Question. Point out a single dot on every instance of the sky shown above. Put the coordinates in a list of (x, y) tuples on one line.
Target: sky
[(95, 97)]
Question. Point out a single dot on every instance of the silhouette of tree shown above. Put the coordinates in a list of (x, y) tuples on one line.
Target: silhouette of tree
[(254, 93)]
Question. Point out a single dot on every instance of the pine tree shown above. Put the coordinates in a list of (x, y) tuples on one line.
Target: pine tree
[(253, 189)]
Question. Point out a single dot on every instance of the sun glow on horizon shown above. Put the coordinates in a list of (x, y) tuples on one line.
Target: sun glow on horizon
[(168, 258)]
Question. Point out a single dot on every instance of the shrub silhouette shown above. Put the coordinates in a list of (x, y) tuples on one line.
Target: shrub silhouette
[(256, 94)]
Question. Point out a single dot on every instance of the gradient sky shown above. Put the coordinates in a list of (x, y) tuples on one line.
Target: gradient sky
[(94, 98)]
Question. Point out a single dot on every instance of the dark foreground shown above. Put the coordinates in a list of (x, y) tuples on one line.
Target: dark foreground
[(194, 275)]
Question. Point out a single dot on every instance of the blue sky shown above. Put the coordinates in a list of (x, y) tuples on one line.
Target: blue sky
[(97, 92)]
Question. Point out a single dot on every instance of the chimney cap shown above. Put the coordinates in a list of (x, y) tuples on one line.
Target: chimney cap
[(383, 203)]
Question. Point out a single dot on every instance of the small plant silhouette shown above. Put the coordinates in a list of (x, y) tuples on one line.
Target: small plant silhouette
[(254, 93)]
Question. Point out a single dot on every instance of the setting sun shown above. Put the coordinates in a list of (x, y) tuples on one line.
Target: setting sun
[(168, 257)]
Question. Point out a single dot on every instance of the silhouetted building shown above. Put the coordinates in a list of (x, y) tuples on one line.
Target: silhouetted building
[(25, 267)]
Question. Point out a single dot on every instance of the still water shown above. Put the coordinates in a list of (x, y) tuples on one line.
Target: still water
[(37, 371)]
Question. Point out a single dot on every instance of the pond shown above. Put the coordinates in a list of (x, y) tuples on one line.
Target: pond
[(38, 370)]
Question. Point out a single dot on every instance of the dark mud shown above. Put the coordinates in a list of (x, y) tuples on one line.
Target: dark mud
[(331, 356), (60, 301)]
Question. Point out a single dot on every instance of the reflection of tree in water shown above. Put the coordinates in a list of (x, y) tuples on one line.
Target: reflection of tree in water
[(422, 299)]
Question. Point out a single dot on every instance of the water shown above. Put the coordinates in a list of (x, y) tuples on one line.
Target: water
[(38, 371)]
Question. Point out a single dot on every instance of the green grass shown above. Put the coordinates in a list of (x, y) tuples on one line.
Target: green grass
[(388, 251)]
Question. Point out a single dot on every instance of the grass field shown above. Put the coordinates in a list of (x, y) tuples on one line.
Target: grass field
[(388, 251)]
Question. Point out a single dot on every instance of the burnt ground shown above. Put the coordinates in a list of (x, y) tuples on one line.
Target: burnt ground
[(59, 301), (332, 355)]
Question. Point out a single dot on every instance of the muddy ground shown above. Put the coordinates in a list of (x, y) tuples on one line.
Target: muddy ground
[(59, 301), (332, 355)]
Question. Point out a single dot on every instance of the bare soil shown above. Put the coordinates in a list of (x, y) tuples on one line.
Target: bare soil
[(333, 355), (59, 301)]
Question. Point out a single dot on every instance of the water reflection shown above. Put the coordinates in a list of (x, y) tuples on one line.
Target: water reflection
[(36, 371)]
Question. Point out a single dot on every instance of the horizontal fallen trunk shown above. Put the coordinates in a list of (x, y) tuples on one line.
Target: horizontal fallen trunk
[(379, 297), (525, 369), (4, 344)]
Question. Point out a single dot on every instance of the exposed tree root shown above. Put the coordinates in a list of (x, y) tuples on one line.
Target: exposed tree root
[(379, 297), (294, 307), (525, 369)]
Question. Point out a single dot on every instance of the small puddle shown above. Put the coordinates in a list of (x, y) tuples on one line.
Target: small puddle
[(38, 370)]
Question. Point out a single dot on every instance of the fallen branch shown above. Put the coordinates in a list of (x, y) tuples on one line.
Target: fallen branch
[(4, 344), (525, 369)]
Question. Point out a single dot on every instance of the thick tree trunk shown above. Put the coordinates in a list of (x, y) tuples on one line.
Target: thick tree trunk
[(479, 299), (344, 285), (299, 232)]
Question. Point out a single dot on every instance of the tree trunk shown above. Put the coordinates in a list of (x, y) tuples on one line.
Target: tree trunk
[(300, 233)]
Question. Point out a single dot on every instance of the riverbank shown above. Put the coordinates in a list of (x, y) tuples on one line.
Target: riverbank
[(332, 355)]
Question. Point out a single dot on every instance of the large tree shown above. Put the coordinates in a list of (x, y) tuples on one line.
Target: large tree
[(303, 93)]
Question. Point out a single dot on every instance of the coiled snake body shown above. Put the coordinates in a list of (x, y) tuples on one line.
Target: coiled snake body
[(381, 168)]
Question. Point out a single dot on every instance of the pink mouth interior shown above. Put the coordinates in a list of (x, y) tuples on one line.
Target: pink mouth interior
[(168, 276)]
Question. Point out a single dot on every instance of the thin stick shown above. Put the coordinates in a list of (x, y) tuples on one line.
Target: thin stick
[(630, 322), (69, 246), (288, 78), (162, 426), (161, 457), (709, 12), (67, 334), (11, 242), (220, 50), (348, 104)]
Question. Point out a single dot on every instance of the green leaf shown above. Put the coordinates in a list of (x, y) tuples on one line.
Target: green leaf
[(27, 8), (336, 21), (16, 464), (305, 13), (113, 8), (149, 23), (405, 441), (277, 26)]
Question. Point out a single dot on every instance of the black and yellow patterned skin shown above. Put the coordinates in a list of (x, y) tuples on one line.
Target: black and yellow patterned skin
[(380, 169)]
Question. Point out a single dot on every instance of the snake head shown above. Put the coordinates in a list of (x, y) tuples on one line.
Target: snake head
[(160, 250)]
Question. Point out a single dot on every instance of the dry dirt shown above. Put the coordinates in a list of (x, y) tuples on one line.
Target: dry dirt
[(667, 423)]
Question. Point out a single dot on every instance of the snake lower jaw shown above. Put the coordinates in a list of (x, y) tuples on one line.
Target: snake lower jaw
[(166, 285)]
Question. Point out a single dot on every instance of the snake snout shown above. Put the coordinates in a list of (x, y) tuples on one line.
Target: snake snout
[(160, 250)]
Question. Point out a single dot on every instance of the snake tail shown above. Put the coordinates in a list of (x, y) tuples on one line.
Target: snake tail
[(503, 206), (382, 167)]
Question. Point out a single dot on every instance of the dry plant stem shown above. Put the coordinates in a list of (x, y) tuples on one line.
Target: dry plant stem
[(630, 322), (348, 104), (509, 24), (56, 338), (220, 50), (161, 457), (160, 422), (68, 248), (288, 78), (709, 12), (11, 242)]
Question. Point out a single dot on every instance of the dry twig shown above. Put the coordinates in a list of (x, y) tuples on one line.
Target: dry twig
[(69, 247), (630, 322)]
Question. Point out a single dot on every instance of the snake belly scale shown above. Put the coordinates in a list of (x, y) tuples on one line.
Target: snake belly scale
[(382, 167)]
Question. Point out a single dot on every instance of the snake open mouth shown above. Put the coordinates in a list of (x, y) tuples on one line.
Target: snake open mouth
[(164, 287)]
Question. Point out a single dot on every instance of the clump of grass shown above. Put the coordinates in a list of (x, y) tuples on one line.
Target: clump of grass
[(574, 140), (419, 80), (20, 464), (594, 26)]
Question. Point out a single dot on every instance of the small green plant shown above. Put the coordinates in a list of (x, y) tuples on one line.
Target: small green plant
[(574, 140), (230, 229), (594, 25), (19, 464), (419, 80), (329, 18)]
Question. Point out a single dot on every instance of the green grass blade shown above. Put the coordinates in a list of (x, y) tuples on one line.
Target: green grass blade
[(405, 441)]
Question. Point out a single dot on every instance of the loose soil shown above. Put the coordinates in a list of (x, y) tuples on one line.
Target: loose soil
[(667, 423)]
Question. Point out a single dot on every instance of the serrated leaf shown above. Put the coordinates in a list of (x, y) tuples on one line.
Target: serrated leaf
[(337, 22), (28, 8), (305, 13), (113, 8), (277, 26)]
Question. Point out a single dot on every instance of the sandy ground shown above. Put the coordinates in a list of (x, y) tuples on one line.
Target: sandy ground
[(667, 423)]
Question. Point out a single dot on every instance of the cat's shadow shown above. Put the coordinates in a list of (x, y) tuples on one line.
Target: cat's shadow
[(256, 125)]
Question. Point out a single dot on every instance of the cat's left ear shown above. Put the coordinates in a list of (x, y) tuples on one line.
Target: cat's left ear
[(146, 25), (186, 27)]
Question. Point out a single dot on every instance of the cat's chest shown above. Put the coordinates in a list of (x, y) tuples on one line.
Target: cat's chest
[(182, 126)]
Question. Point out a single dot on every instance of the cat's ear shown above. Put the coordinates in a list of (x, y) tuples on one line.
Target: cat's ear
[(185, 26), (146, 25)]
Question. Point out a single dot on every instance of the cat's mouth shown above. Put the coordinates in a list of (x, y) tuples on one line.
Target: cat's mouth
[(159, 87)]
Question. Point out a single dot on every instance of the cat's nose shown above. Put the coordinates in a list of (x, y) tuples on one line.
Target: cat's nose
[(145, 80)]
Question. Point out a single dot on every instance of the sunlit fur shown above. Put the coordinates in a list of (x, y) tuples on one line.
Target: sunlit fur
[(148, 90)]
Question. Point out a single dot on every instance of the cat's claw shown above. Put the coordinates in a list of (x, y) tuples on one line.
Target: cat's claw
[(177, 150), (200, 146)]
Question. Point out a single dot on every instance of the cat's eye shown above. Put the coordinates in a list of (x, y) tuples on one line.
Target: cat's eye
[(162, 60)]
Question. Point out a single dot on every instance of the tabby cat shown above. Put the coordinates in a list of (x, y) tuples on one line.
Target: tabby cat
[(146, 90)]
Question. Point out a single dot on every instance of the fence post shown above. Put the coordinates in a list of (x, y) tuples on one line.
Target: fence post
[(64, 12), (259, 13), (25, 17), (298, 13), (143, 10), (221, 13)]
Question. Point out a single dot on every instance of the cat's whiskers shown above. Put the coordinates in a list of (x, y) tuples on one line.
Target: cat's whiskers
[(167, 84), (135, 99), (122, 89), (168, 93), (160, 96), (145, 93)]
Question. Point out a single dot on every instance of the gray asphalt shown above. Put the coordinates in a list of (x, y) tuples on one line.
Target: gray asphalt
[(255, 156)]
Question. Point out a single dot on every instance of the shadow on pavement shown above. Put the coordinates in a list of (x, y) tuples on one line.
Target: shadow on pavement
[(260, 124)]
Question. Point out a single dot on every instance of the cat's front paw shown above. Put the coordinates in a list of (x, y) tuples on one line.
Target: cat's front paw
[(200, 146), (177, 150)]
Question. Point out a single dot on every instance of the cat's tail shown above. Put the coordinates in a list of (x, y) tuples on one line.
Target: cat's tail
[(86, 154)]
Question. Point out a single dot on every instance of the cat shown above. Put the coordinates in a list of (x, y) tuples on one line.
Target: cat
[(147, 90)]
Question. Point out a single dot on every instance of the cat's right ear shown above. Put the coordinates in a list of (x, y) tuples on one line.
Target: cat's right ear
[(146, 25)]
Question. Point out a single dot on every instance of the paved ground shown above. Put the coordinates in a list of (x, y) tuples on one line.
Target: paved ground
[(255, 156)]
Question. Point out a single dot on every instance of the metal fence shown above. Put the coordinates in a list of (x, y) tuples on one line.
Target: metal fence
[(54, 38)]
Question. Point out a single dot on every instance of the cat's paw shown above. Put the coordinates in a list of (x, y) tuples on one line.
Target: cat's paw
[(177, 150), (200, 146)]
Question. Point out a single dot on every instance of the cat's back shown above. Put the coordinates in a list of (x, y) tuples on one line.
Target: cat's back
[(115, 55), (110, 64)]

(WHAT TO PRODUCE):
Swap "single dot" for "single point" in the rows from the start through the line containing "[(168, 257)]", inclusive, and reproduce only those lines with nothing else altered.

(WORKED ANSWER):
Question. Point out a single point on every instance of the sky shown above. Put the coordinates in a list of (x, y) tuples on one line.
Target: sky
[(95, 97)]
Question. Point out a single point on every instance of the silhouette of tree shown above. Put the coordinates in a list of (x, y) tuples on one line.
Target: silhouette of tree
[(254, 93)]
Question. Point out a single point on every instance of the pine tree shown above. Put the coordinates in a list of (x, y) tuples on one line.
Target: pine tree
[(253, 189)]
Question. Point out a single point on every instance of the sun glow on horizon shown above. Put the coordinates in a list of (x, y) tuples on one line.
Target: sun glow on horizon
[(168, 258)]
Question. Point out a single point on every instance of the shrub silhouette shown above. Put the coordinates in a list of (x, y) tuples on one line.
Target: shrub silhouette
[(256, 94)]
Question. Point out a single point on every instance of the gradient sky shown above. Put the coordinates in a list of (x, y) tuples on one line.
Target: gradient sky
[(94, 98)]
Question. Point out a single point on every instance of the dark foreground shown above. Put the coordinates in a list of (x, y) tuples on one line.
Target: dark foreground
[(194, 275)]
Question. Point out a single point on every instance of the blue sky shown above. Put the coordinates in a list of (x, y) tuples on one line.
Target: blue sky
[(97, 92)]
Question. Point out a single point on every instance of the chimney cap shown above. Put the coordinates in a list of (x, y) tuples on one line.
Target: chimney cap
[(383, 203)]
Question. Point out a single point on every instance of the small plant silhouette shown above. Put the coordinates in a list of (x, y) tuples on one line.
Target: small plant silhouette
[(254, 93)]
Question. Point out a single point on every instance of the setting sun shown above. Put the coordinates in a list of (x, y) tuples on one line.
Target: setting sun
[(168, 257)]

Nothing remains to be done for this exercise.